Supplied data ▸
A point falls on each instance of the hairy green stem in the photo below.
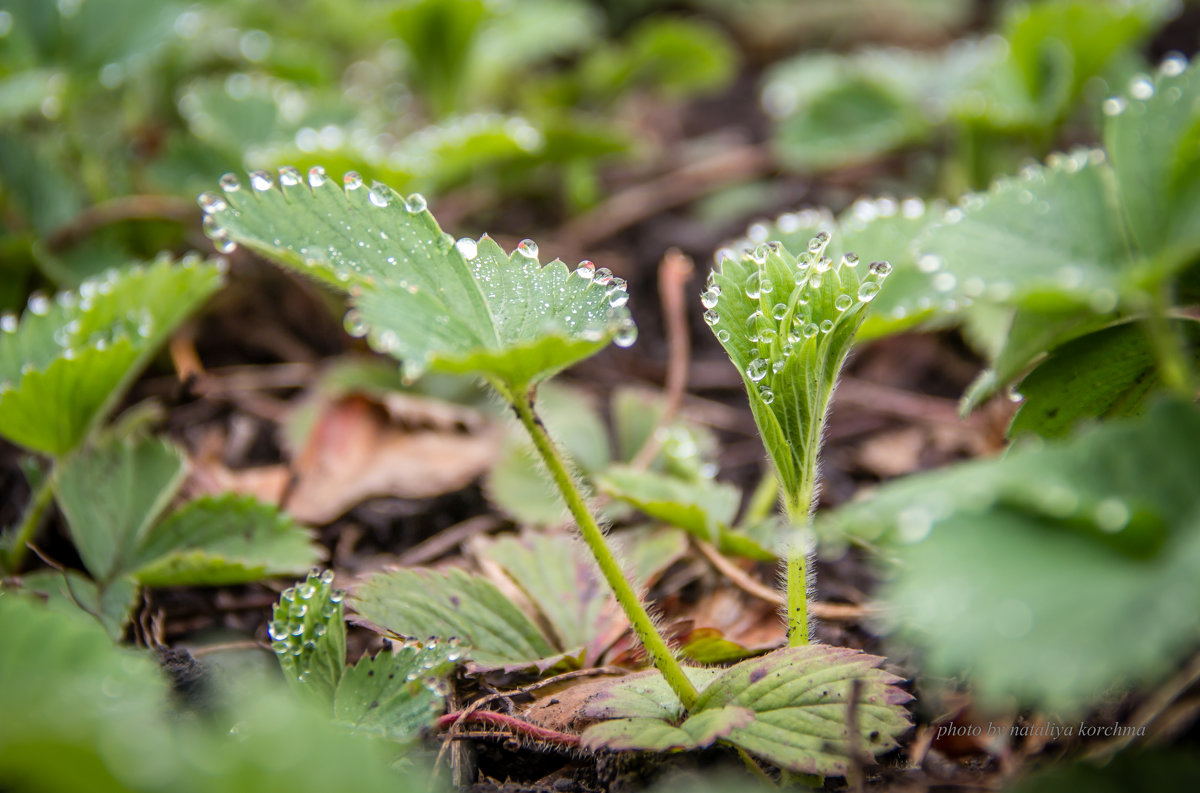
(21, 539)
(1169, 348)
(655, 646)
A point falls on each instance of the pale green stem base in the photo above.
(655, 646)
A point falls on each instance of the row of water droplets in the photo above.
(67, 312)
(789, 316)
(599, 283)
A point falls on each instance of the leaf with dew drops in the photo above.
(787, 323)
(433, 302)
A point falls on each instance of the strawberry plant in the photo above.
(467, 306)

What to do ▸
Can you print every line of the listing above verbatim, omitting the picture?

Completed exercise ▸
A point falls on each instance of the hairy green stem in the photo below.
(21, 539)
(1169, 348)
(655, 646)
A point falls on each instance of the pale green stem base in the photo above.
(655, 646)
A point falls on each instance of the row of water droplets in the photo above.
(67, 312)
(789, 316)
(599, 283)
A point falls on each instance of the leaf with dew drops in the photo above.
(787, 323)
(433, 302)
A point falls on each instance of the strawberry plant in the photo above.
(467, 306)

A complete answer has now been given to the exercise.